▶ What this task involves: The entries below are to be repeated exactly, and their pictures left out.

(Entries taken from a collection)
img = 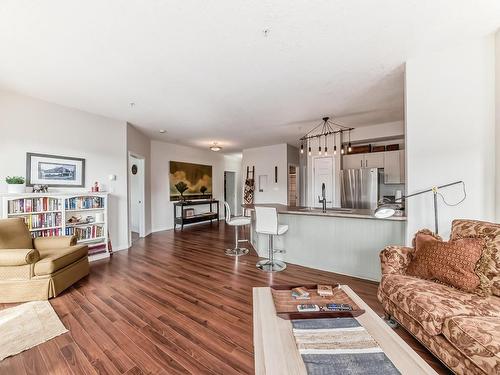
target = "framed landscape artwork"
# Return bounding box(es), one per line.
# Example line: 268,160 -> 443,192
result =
169,161 -> 212,201
26,153 -> 85,187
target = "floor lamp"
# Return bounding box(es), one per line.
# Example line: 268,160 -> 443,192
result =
374,181 -> 466,234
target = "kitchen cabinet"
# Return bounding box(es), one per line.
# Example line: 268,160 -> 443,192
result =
343,152 -> 384,169
343,154 -> 364,169
384,150 -> 404,184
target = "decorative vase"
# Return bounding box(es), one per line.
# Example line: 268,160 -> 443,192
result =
7,183 -> 26,194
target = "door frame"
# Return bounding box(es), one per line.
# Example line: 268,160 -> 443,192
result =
311,156 -> 335,208
128,152 -> 146,245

▶ Answer space:
img = 
target = "framed landscape artwork"
# Return bounding box(es), one per line.
# Example line: 268,160 -> 443,192
result =
169,161 -> 212,201
26,153 -> 85,187
target = "floor lamp"
# Return bounding box(es), one per line.
# Example line: 268,160 -> 443,192
result =
374,181 -> 466,234
target = "kitchen cabinet"
# Return bounding box(es), one per line.
# Example line: 268,160 -> 443,192
result =
343,152 -> 384,169
343,154 -> 364,169
384,150 -> 404,184
target = "decorative vase"
# Return bounding box(es), one per line.
# Example line: 268,160 -> 443,192
result =
7,183 -> 26,194
target = "door frame"
# Return bounding box(es), one per line.
# Example line: 268,160 -> 443,192
result =
311,156 -> 335,208
128,152 -> 146,245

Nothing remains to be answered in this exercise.